Information shown »
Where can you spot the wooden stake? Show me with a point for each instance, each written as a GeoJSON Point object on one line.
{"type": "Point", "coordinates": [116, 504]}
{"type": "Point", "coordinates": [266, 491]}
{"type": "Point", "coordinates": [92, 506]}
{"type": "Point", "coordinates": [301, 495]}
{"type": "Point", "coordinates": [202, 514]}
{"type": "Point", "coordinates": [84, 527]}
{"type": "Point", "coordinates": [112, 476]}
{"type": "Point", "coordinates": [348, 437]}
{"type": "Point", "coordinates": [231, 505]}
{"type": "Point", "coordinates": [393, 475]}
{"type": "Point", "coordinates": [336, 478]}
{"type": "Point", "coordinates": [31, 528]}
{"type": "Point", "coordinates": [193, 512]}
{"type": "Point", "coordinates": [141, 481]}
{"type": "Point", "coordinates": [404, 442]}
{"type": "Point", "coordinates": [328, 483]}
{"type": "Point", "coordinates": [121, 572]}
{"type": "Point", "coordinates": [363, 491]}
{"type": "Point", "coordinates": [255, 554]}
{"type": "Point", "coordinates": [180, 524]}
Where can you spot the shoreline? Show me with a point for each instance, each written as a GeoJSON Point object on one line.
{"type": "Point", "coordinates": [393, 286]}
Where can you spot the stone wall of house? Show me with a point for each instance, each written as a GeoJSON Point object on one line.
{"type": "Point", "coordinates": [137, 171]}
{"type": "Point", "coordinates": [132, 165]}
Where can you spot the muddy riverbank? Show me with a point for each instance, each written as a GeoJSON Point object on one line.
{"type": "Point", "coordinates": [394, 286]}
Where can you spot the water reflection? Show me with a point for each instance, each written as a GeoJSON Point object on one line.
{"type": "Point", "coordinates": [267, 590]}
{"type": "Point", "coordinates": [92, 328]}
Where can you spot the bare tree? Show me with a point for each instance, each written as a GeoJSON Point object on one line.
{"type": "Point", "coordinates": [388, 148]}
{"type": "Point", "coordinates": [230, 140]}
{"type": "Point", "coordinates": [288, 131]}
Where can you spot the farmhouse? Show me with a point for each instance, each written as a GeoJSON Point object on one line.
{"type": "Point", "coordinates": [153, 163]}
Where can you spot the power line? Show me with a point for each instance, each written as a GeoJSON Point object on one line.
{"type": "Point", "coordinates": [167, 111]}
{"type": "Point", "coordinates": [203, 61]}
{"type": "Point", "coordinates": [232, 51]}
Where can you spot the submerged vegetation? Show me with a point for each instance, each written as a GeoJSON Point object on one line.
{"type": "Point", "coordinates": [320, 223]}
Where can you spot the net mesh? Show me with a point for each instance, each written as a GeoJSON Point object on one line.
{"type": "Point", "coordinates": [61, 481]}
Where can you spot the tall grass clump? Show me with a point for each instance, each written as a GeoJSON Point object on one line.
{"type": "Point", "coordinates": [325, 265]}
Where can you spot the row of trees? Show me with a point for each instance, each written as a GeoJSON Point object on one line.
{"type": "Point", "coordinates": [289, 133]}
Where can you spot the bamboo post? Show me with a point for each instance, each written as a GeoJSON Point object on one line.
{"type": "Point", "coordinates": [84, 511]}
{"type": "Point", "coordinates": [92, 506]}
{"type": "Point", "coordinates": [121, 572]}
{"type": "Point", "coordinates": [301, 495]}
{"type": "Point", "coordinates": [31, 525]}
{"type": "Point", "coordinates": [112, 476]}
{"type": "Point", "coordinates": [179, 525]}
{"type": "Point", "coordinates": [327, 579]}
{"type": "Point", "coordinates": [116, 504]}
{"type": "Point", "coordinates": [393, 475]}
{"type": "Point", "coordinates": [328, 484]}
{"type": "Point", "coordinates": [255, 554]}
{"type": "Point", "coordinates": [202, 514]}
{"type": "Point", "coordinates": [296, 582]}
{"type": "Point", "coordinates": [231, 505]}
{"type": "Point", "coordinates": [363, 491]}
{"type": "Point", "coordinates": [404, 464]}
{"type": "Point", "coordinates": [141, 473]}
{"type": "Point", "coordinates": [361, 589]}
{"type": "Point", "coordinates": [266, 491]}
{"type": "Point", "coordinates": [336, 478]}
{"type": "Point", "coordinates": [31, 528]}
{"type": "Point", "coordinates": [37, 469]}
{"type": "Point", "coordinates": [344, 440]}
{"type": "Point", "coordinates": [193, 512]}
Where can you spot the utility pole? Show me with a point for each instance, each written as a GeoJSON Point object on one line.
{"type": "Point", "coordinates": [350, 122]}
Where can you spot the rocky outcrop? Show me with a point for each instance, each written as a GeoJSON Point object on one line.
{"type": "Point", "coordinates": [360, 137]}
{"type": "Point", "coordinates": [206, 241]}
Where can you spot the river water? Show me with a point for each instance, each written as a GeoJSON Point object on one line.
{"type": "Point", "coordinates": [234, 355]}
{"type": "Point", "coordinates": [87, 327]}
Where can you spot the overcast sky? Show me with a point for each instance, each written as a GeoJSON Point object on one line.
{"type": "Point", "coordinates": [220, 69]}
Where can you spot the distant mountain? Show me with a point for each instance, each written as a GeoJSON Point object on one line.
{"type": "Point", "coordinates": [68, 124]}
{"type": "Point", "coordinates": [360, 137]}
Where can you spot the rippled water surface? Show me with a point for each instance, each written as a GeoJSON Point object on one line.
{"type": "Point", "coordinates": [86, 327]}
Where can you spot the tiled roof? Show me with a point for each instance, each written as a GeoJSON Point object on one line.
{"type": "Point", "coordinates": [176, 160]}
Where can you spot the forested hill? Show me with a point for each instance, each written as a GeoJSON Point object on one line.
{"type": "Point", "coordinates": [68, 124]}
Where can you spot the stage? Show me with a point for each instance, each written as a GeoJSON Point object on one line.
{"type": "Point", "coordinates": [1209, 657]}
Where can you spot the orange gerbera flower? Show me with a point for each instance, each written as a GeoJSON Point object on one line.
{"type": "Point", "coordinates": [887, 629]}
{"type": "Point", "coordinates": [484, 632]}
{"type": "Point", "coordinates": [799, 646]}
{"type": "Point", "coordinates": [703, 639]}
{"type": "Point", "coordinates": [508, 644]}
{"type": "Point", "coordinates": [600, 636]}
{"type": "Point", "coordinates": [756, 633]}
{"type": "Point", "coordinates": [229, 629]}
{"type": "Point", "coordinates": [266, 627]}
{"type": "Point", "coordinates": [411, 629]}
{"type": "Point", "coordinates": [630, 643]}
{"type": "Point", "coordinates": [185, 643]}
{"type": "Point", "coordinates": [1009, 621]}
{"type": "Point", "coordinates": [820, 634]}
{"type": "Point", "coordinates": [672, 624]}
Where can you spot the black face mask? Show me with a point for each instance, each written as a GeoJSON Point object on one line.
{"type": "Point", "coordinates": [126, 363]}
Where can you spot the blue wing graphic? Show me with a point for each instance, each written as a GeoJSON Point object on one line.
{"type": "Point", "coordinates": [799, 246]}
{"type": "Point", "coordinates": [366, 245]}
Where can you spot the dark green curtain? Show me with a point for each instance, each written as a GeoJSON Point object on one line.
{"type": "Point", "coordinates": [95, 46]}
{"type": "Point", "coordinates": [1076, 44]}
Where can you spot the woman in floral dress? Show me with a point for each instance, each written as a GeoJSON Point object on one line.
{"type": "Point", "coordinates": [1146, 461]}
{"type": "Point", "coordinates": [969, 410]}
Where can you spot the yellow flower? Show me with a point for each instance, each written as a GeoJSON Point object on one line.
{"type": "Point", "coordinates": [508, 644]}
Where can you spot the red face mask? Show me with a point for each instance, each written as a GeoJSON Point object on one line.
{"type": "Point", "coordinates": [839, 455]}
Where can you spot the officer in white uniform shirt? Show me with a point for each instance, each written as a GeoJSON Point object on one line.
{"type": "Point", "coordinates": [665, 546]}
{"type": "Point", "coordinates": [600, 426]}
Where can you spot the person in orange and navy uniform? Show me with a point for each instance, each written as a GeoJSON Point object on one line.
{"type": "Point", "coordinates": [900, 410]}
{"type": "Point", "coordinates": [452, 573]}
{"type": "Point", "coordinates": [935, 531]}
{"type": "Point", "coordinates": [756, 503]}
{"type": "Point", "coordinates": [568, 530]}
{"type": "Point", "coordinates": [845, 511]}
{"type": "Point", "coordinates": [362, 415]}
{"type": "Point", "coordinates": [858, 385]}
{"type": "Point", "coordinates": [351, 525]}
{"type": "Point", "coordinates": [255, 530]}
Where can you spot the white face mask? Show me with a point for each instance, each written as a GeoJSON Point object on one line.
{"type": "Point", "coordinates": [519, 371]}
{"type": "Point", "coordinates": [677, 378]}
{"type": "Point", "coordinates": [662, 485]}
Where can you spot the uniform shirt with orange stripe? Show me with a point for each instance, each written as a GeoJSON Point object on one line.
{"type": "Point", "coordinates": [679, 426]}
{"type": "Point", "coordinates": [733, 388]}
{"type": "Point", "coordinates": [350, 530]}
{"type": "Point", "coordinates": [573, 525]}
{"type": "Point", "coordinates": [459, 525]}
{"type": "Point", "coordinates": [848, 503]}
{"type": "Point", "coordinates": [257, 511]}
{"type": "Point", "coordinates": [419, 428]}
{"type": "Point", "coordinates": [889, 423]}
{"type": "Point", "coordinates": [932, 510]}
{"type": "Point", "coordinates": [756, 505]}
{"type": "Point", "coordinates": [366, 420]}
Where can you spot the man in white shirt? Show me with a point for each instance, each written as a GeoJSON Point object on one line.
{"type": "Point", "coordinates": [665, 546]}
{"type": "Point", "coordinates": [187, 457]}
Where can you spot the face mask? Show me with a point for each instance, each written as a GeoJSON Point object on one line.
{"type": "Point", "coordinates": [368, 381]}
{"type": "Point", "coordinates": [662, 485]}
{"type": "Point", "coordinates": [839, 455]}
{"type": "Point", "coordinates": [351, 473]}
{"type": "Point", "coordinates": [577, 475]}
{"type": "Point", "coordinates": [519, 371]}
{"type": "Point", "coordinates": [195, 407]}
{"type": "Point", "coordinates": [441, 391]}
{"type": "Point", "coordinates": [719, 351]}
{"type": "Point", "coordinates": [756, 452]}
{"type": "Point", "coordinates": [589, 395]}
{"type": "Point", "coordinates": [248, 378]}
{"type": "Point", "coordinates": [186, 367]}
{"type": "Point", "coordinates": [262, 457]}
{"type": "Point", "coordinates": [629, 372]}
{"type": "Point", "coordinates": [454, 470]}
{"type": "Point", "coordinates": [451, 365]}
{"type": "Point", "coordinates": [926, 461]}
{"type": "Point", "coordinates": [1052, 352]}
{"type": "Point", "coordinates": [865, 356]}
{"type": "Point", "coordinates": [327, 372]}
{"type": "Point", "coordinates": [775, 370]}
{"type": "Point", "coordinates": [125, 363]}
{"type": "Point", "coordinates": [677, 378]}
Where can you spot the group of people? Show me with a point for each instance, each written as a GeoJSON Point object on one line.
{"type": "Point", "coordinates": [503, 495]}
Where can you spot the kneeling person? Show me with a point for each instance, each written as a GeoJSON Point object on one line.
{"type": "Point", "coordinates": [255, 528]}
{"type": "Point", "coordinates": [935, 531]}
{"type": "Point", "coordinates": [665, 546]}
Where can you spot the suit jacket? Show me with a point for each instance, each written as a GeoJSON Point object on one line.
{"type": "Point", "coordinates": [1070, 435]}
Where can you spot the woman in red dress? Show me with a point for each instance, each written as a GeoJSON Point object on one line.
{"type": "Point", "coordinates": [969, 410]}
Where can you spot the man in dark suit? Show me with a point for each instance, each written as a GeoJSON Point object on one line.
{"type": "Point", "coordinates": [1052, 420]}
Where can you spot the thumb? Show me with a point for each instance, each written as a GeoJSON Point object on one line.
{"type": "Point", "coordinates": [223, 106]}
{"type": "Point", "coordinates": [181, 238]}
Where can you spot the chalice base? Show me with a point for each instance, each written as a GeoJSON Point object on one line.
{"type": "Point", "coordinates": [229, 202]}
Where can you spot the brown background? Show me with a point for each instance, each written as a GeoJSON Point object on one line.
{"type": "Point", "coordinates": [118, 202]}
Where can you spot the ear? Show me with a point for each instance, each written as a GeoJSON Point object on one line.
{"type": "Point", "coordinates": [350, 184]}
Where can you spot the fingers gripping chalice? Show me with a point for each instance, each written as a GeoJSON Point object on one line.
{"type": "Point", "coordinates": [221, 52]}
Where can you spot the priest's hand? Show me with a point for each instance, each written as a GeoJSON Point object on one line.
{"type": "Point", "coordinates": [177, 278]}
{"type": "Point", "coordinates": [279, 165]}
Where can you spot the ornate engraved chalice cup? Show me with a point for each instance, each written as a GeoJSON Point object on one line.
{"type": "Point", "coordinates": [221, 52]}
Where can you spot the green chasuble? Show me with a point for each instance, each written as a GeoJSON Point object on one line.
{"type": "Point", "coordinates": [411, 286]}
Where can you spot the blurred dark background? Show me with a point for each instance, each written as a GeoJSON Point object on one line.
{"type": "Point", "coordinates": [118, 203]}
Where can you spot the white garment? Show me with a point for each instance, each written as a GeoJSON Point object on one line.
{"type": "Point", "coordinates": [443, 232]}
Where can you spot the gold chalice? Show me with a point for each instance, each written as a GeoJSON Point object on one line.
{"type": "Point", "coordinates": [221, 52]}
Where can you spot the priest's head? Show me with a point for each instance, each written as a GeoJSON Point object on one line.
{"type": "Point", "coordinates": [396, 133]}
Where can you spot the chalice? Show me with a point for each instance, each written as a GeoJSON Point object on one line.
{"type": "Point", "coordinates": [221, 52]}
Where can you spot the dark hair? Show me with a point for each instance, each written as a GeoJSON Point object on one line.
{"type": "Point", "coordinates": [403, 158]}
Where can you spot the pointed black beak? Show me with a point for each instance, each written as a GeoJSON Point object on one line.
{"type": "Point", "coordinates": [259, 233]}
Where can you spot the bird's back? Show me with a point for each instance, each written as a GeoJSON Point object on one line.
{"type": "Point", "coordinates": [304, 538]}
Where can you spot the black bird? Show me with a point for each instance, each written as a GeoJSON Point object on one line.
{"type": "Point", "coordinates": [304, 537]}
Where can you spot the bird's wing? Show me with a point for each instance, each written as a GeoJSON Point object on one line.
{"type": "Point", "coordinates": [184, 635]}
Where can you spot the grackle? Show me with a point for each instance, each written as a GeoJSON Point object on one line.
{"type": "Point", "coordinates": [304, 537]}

The exercise » Quote the lines from the one containing "Where can you spot the grackle?" through the end of the items, reproducing them word for word.

Complete response »
Where can you spot the grackle? Show me with a point for each instance, each written as a GeoJSON Point object on one line.
{"type": "Point", "coordinates": [304, 537]}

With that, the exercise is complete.